— ACTIVITY —
Hand back every line from the beginning of the data below through the line containing "rough mask: <svg", word for word and free of pictures.

★ ★ ★

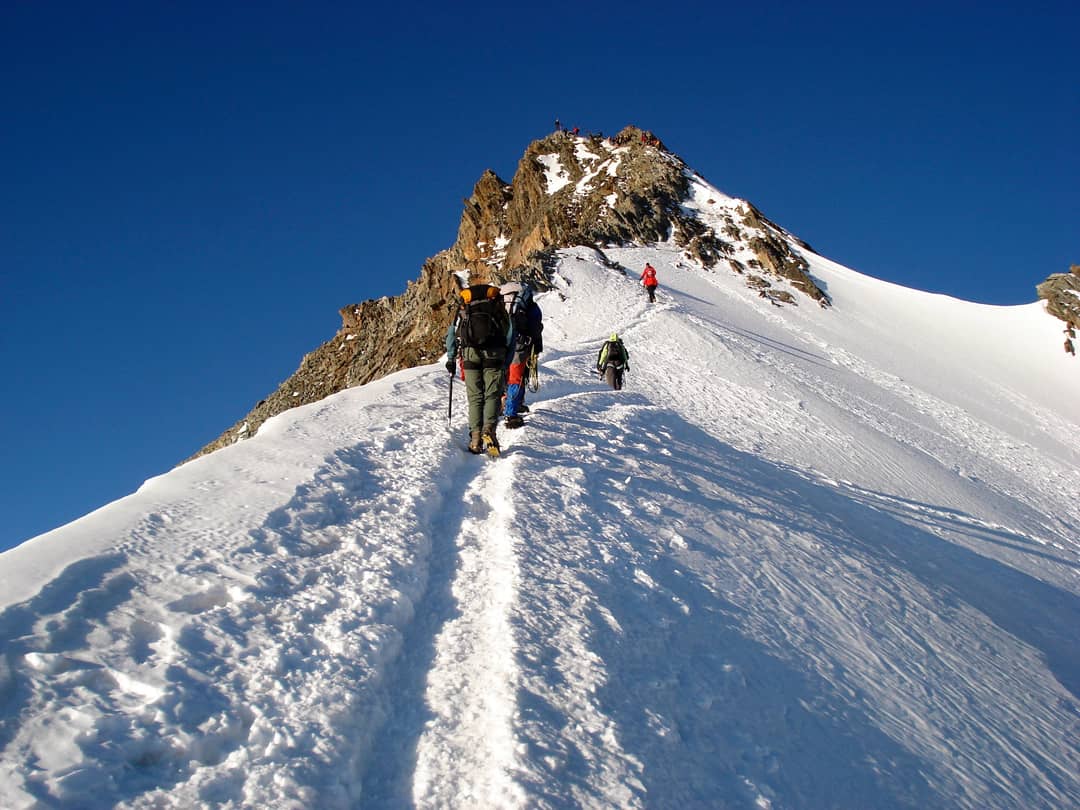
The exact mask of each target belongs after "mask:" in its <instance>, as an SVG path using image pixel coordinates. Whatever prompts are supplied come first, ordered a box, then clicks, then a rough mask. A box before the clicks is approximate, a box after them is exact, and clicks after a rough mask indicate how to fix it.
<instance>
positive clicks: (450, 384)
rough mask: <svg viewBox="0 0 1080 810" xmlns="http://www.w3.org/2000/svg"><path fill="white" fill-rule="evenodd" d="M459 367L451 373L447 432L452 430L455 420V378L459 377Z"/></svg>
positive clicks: (447, 412) (447, 411) (451, 371)
mask: <svg viewBox="0 0 1080 810" xmlns="http://www.w3.org/2000/svg"><path fill="white" fill-rule="evenodd" d="M457 370H458V369H457V367H456V366H455V368H454V369H453V370H451V372H450V395H449V397H448V399H447V401H446V430H450V420H451V419H453V418H454V378H455V377H457V376H458V375H457Z"/></svg>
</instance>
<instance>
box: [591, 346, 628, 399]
mask: <svg viewBox="0 0 1080 810" xmlns="http://www.w3.org/2000/svg"><path fill="white" fill-rule="evenodd" d="M596 370H597V373H599V376H600V378H602V379H603V380H605V381H606V382H607V383H608V384H609V386H610V387H611V388H613V389H615V390H616V391H619V390H620V389H621V388H622V375H623V374H625V373H626V372H629V370H630V352H629V351H626V347H625V346H623V343H622V338H620V337H619V335H618V334H616V333H613V332H612V333H611V337H609V338H608V339H607V340H605V341H604V346H602V347H600V352H599V354H597V355H596Z"/></svg>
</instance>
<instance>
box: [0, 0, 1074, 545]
mask: <svg viewBox="0 0 1080 810" xmlns="http://www.w3.org/2000/svg"><path fill="white" fill-rule="evenodd" d="M870 5H872V4H868V3H851V4H846V3H824V4H807V3H786V2H773V3H768V4H750V3H731V4H730V5H728V4H724V3H716V2H701V3H677V4H664V3H656V2H652V3H640V2H636V1H635V2H618V3H586V4H579V3H569V2H567V3H563V2H549V3H543V4H512V3H499V4H494V3H492V4H490V5H487V4H485V3H468V4H444V3H430V4H429V3H419V4H387V5H386V6H382V8H378V9H369V8H362V6H361V5H360V4H357V3H349V4H336V3H335V4H330V3H302V4H301V3H293V2H271V3H259V4H254V3H253V4H246V3H244V4H225V8H221V4H211V3H183V4H180V3H177V4H164V3H138V2H131V3H111V2H104V3H94V4H85V3H70V4H69V3H51V2H28V1H27V2H8V3H4V4H3V5H2V9H0V71H2V73H0V76H2V80H0V103H2V106H0V116H2V126H0V161H2V172H0V176H2V178H3V194H0V360H2V362H3V367H4V370H5V377H6V379H8V383H6V384H5V387H4V389H5V391H4V393H3V396H2V397H0V430H2V431H3V435H2V437H0V441H2V447H3V454H4V464H3V470H4V475H5V477H8V478H9V481H6V482H5V483H4V485H3V487H0V491H2V498H3V500H4V502H3V503H2V504H0V505H2V507H3V512H4V517H5V519H4V522H3V530H2V531H0V548H6V546H10V545H13V544H15V543H17V542H21V541H23V540H25V539H27V538H29V537H31V536H33V535H37V534H40V532H41V531H45V530H48V529H50V528H53V527H55V526H57V525H60V524H63V523H65V522H67V521H70V519H73V518H75V517H78V516H80V515H82V514H85V513H86V512H89V511H91V510H93V509H95V508H97V507H99V505H103V504H105V503H106V502H108V501H110V500H113V499H116V498H118V497H121V496H123V495H126V494H127V492H131V491H133V490H134V489H135V488H136V487H137V486H138V485H139V484H140V483H141V482H143V481H144V480H146V478H147V477H149V476H151V475H154V474H158V473H160V472H164V471H165V470H167V469H170V468H171V467H172V465H173V464H175V463H176V462H177V461H179V460H181V459H184V458H186V457H187V456H189V455H190V454H191V453H193V451H195V450H198V449H199V447H201V446H202V445H203V444H205V443H206V442H208V441H211V440H213V438H214V437H216V436H217V435H218V434H219V433H220V432H221V431H222V430H224V429H225V428H227V427H229V426H230V424H231V423H232V422H233V421H235V420H237V419H239V418H240V417H241V416H243V415H244V414H245V413H246V411H247V410H248V409H249V408H251V407H252V405H254V404H255V403H256V402H257V401H258V400H259V399H261V397H262V396H265V395H266V394H267V393H269V392H270V391H272V390H273V389H274V388H275V387H276V386H278V384H279V383H280V382H281V381H282V380H283V379H285V378H286V377H287V376H288V375H289V374H291V373H292V372H293V370H294V369H295V368H296V366H297V365H298V364H299V361H300V359H301V356H302V355H303V353H306V352H307V351H309V350H311V349H313V348H314V347H315V346H318V345H319V343H321V342H323V341H324V340H326V339H328V338H329V337H332V336H333V334H334V332H335V330H336V329H337V327H338V325H339V323H340V321H339V316H338V314H337V310H338V308H340V307H342V306H345V305H348V303H352V302H356V301H360V300H363V299H366V298H373V297H378V296H381V295H395V294H397V293H401V292H403V291H404V288H405V284H406V282H407V281H408V280H410V279H414V278H416V276H417V274H418V273H419V269H420V265H421V264H422V261H423V260H424V259H426V258H427V257H429V256H432V255H434V254H435V253H437V252H438V251H441V249H443V248H445V247H447V246H449V245H450V244H451V243H453V241H454V238H455V234H456V231H457V225H458V220H459V217H460V213H461V200H462V199H463V198H465V197H468V195H469V194H470V192H471V190H472V187H473V184H474V183H475V181H476V179H477V178H478V177H480V175H481V173H482V172H483V171H484V170H485V168H494V170H495V171H496V172H497V173H498V174H499V175H500V176H502V177H503V178H505V179H508V180H509V179H510V178H511V177H512V175H513V172H514V168H515V166H516V163H517V160H518V159H519V158H521V156H522V152H523V151H524V149H525V147H526V146H527V145H528V143H529V141H531V140H532V139H535V138H537V137H540V136H542V135H544V134H546V133H548V132H550V131H551V129H552V124H553V121H554V119H555V118H559V119H561V120H562V121H563V122H564V123H565V124H567V125H569V126H573V125H578V126H580V127H581V129H582V130H586V131H602V132H604V133H612V132H616V131H618V130H619V129H621V127H622V126H624V125H625V124H629V123H634V124H637V125H639V126H643V127H645V129H649V130H652V131H653V132H656V133H657V134H658V135H659V136H660V137H661V138H662V139H663V140H664V141H665V144H666V145H667V146H669V147H670V148H671V149H672V150H674V151H675V152H677V153H678V154H679V156H680V157H683V158H684V159H685V160H686V161H687V162H688V163H689V164H690V165H691V166H693V167H694V168H696V170H698V171H699V172H701V173H702V174H703V175H704V176H705V177H706V178H707V179H708V180H710V181H711V183H712V184H713V185H715V186H717V187H718V188H720V189H721V190H724V191H725V192H727V193H729V194H732V195H735V197H742V198H745V199H748V200H751V201H752V202H754V203H755V204H756V205H757V206H758V207H759V208H761V210H762V212H764V213H765V214H766V215H767V216H769V217H770V218H772V219H773V220H775V221H777V222H779V224H780V225H782V226H784V227H785V228H787V229H788V230H791V231H793V232H795V233H796V234H798V235H799V237H801V238H802V239H805V240H806V241H808V242H809V243H810V244H811V245H812V246H813V247H814V248H815V249H816V251H819V252H820V253H822V254H824V255H826V256H828V257H829V258H833V259H835V260H837V261H840V262H842V264H845V265H847V266H849V267H851V268H853V269H856V270H859V271H861V272H864V273H868V274H870V275H874V276H877V278H881V279H888V280H890V281H893V282H896V283H900V284H904V285H906V286H912V287H916V288H919V289H928V291H934V292H941V293H946V294H948V295H953V296H957V297H960V298H964V299H968V300H975V301H982V302H987V303H1000V305H1012V303H1024V302H1029V301H1031V300H1035V297H1036V295H1035V285H1036V284H1037V283H1038V282H1040V281H1042V279H1044V278H1045V276H1047V275H1049V274H1050V273H1052V272H1062V271H1065V270H1067V269H1068V266H1069V264H1070V262H1080V245H1078V235H1080V202H1078V188H1080V157H1078V154H1080V148H1078V147H1077V133H1078V132H1080V62H1078V60H1077V39H1076V38H1077V33H1078V32H1080V6H1078V5H1077V4H1076V3H1065V2H1062V3H1014V4H1007V5H1001V4H993V3H991V4H985V3H983V4H975V3H971V4H947V3H946V4H944V5H943V4H929V3H927V4H924V5H922V4H919V5H913V4H908V3H904V4H896V5H895V6H890V8H886V9H876V8H870ZM1078 373H1080V368H1078ZM435 427H436V426H433V429H435Z"/></svg>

★ ★ ★

— YOUR RESPONSE —
The exact mask of each target belongs after "mask:" in its <instance>, as an SVG path using image pixel coordinates. Whatever prompts are supplied come first, ordered a box, then clicks, then a rough mask. A box before the clicks is approximate, a box after them is exact, and clicks after a rough mask indicate how to fix it.
<instance>
positive clicks: (450, 384)
rough mask: <svg viewBox="0 0 1080 810" xmlns="http://www.w3.org/2000/svg"><path fill="white" fill-rule="evenodd" d="M459 367L451 373L447 432L452 430L455 420V378L459 377Z"/></svg>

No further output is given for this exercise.